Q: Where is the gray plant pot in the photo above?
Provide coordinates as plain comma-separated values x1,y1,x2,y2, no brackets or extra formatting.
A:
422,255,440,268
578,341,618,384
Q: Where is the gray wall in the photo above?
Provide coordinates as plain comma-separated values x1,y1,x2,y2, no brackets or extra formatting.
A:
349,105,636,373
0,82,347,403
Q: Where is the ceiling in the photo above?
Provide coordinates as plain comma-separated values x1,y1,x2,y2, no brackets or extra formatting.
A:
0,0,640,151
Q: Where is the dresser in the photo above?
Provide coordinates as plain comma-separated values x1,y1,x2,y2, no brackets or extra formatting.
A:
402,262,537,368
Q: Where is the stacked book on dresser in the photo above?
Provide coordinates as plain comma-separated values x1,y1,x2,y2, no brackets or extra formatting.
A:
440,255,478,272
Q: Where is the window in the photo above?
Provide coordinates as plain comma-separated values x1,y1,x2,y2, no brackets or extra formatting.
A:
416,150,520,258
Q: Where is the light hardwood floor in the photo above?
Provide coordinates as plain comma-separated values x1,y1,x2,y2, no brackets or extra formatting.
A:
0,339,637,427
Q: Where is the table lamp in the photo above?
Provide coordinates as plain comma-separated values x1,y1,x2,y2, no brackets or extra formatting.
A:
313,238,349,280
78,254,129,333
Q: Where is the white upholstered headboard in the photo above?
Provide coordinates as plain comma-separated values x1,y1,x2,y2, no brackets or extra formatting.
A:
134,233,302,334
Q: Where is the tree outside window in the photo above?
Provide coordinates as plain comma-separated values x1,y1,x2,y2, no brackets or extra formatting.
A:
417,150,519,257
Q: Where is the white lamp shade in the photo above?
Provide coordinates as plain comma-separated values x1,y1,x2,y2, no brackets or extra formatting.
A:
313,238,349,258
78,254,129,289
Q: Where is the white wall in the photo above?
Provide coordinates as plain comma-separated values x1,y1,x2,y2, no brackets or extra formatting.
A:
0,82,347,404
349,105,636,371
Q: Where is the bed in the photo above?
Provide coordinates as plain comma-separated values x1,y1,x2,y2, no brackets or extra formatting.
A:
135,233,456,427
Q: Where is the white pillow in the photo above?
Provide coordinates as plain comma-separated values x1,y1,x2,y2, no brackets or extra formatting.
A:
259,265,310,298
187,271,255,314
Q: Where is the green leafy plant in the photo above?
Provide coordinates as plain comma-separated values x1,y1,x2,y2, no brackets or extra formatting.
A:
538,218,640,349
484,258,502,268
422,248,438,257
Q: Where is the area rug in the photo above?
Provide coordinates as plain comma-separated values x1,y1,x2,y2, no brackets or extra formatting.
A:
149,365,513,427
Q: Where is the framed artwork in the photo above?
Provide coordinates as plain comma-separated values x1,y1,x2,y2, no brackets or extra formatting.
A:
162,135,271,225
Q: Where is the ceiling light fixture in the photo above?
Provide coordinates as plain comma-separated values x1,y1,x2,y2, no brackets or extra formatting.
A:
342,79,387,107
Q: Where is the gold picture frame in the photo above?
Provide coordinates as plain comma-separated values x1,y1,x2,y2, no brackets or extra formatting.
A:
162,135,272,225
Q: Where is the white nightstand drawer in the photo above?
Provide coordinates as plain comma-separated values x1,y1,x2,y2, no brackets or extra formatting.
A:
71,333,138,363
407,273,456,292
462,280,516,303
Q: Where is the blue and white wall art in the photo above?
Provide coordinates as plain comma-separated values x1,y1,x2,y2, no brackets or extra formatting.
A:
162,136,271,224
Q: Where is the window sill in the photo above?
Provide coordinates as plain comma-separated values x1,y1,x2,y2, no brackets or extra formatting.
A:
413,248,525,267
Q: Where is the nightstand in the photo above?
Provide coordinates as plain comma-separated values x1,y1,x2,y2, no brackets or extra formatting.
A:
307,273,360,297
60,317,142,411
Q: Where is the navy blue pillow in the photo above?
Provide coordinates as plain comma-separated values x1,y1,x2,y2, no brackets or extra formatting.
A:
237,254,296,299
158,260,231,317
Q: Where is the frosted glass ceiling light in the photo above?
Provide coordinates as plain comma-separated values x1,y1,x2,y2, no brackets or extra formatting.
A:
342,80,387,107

- **TAAKINSTRUCTIES**: Geef het gedeelte vanaf de regel met "Q: Where is the white lamp" tot en met de regel met "342,79,387,107" opnieuw weer, waarbij u "area rug" vervangt door "carpet" en verder niets wijzigt. Geeft u alleen die regels weer.

- **VOLLEDIG ANTWOORD**:
Q: Where is the white lamp shade in the photo above?
Provide coordinates as plain comma-separated values x1,y1,x2,y2, no brackets or extra formatting.
A:
313,238,349,258
78,254,129,289
Q: Where is the white wall in the photo above?
Provide coordinates as plain comma-separated values x1,y1,x2,y2, no brackets or extra formatting.
A:
0,82,347,404
349,105,636,371
Q: Where is the bed in the photo above?
Provide coordinates as plain comma-separated values x1,y1,x2,y2, no brackets or extra formatting.
A:
135,233,456,427
Q: Where is the white pillow in the photo above?
Provide coordinates as plain comma-separated values x1,y1,x2,y2, no brackets or extra formatting.
A:
259,265,310,298
187,271,255,314
Q: Where is the green leafy plant in the photo above?
Provide coordinates as plain comma-separated values x1,y1,x2,y2, no brackets or extra formatting.
A:
538,218,640,349
484,258,502,268
422,248,438,257
Q: Where is the carpet in the photo above?
Provide coordinates as plain comma-separated values x1,y1,x2,y2, no brackets or extra formatting.
A:
149,365,513,427
Q: Where is the framed artwork in the photo above?
Provide coordinates as plain comma-separated values x1,y1,x2,y2, no brackets or extra formatting.
A:
162,135,271,225
Q: Where is the ceiling light fixture in the photo above?
Provide coordinates as plain comma-separated values x1,y1,x2,y2, no brackets or extra formatting.
A:
342,79,387,107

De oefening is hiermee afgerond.